-- START OF Records --

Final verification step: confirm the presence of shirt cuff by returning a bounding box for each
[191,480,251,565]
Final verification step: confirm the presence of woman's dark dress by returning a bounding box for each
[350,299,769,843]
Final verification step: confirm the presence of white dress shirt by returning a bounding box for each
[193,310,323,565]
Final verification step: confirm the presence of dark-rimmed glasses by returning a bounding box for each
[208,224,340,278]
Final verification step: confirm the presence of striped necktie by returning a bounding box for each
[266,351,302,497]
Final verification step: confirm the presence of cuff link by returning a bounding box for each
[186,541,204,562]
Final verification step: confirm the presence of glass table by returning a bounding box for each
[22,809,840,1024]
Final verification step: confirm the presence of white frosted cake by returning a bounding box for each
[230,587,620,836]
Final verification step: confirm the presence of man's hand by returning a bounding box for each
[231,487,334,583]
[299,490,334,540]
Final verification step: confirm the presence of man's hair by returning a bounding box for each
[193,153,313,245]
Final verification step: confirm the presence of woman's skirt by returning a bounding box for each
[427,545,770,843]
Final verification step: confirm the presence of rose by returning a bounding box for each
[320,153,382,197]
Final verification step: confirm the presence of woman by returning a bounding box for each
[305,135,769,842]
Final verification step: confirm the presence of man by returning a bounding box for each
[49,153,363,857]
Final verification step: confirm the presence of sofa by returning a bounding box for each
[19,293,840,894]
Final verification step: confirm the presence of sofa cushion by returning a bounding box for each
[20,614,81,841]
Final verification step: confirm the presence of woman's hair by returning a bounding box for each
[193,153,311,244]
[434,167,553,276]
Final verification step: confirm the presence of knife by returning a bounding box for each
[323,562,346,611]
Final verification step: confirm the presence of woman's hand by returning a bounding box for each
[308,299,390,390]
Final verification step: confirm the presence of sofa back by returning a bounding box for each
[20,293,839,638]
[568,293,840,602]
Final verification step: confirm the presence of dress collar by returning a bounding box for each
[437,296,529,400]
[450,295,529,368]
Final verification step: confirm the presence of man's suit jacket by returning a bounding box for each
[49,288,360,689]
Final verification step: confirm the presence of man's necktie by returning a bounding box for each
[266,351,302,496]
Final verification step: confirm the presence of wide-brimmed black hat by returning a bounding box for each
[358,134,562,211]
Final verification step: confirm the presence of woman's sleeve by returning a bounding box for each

-- END OF Records --

Each line of the listing above should be output exactly.

Final verification step: confirm the presence of shirt cuff by returning a bounding box for each
[191,480,251,565]
Final verification step: confirm the presence of woman's dark dress by returning a bounding box for each
[350,299,769,843]
Final verification step: confirm the presence of white dress shirt by returning a bounding box for each
[193,310,323,565]
Final verification step: confirm the presence of dark-rimmed glasses by returning a bounding box for each
[208,224,340,278]
Final verification step: confirm the presence of striped necktie by returning a bounding box for each
[266,351,302,497]
Final verification step: confirm the presence of cuff link by returning a bounding box for each
[186,541,204,562]
Final verification step: confirm the presence of glass table by returning a bounding box for each
[22,809,840,1024]
Final verification step: confirm the presence of white frosted cake by returning a bounding box for each
[230,587,620,836]
Final verification step: confirm the presence of man's hand by returning a bounding box for each
[231,487,334,583]
[299,490,334,540]
Final verification step: confirm the presence of man's hair by returning a bounding box for each
[193,153,313,245]
Final verification step: confirm the presence of woman's skirt by returning a bounding box for each
[427,545,770,843]
Final verification step: confirm the presence of rose by returning a bounding box for each
[320,153,382,197]
Final verification step: confirm the presence of woman by returning a bounding box for each
[305,135,769,842]
Final verification step: confirm the presence of man by returning a bounding box for each
[49,153,363,857]
Final verification step: confirm the presence of sofa by returning a bounding box for each
[19,293,840,894]
Final verification step: confirm the presence of sofa cushion by returning a bounding box for each
[20,614,81,841]
Final verification step: confirm the presence of woman's hair by returning a bounding box for each
[193,153,311,244]
[434,167,553,276]
Final verification step: confirm the presence of knife by returning a bounding box for each
[323,562,346,611]
Final verification step: confirm the presence of woman's hand by returning a bounding box for each
[308,299,390,390]
Final verification step: confirm the presence of sofa back by returning a bounding box for each
[20,293,839,638]
[568,293,840,602]
Final verification step: confirm the presence of dress collar by returning a bounding box for each
[437,296,529,400]
[450,295,529,368]
Final verification step: confirm the presence of man's suit jacket by returning a bounding box for each
[49,288,360,689]
Final verification step: confirm the presence of man's necktie by returning a bounding box for each
[266,351,302,496]
Final verification step: confirm the presence of wide-brimmed black hat by returning a bounding box for each
[358,134,562,211]
Final verification step: confirm the presence of woman's sleeve by returning a bounding box for each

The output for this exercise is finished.